Um córrego e uma avenida separam os dois principais hospitais de campanha do município na Grande São Paulo. Na região do ABC, que concentra grande parte da produção industrial nacional, apenas Santo André e São Caetano montaram estruturas provisórias de combate à covid-19, a doença causada pelo coronavírus Sars-CoV-2.
"São estruturas de retaguarda, com o papel de estabilizar e curar pacientes leves a moderados, deixando mais espaço na rede hospitalar para os casos mais graves", explica o médico José Roberto Dente, diretor do hospital Pedro Dell'Antonia.
Ao chegar, vindos de instalações de saúde básicas como as Unidades de Pronto Atendimento (UPAs), os pacientes são encaminhados à tomografia, principal método de diagnóstico da covid-19. Foi esse exame que revelou o tamanho do dano no pulmão de José Barbosa de Souza, de 70 anos, internado há três dias.
"Eu estava com dor nas costas, e um médico me receitou dipirona. Por engano, tomei 40 gotas de um remédio para colesterol, e, por precaução, fui ao hospital", conta o aposentado. Assim, por acaso, Barbosa descobriu que fora infectado com o novo coronavírus. "Depois de uma radiografia, fui encaminhado diretamente para cá", diz.

Na ala de pacientes, Fabiane Teixeira, de 31 anos, reclama do exame para medição vírus. Conhecido como swab, é realizado inserindo um cotonete longo no nariz e na garganta. Após o desconforto, ela conta que o contato com as pacientes vizinhas ameniza a situação.

• _Dados coletados_:
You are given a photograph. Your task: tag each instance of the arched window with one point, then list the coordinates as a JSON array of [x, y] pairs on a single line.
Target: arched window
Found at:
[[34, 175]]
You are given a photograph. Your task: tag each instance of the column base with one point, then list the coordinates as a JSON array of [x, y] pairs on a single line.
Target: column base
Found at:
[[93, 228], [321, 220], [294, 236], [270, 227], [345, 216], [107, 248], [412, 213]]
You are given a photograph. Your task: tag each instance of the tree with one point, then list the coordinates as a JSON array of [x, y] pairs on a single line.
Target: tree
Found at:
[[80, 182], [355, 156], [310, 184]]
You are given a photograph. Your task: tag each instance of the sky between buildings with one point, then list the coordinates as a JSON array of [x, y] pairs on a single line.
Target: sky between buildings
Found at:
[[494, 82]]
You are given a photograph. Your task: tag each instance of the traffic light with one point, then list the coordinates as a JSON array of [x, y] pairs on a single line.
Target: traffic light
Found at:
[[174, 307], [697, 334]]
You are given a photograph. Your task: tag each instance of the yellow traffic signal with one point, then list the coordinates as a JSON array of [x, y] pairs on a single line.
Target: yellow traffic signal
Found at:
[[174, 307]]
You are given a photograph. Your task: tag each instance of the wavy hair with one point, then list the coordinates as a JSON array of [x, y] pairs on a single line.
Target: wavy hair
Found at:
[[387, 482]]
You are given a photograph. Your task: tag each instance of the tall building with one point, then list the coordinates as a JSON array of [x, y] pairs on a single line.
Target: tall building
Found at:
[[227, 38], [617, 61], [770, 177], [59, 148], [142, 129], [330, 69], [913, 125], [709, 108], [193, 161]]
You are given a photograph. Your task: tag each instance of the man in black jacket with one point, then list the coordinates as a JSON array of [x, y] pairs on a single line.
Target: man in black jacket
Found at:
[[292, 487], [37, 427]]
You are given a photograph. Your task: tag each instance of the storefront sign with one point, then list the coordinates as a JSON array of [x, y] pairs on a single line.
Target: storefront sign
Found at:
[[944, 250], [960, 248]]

• _INSTRUÇÕES DAS TAREFAS_:
(1) De acordo com o trecho citado, quais municípios da região do ABC montaram estruturas provisórias de combate à covid-19?
(2) Reescreva a parte do trecho citado que se inicia com "Na ala de pacientes, Fabiane" e vai até "ameniza a situação.", substituindo "cotonete" por "bastonete".

• _RESPOSTAS POR TAREFA_:
(1) Apenas Santo André e São Caetano.

(2)
Na ala de pacientes, Fabiane Teixeira, de 31 anos, reclama do exame para medição vírus. Conhecido como swab, é realizado inserindo um bastonete longo no nariz e na garganta. Após o desconforto, ela conta que o contato com as pacientes vizinhas ameniza a situação.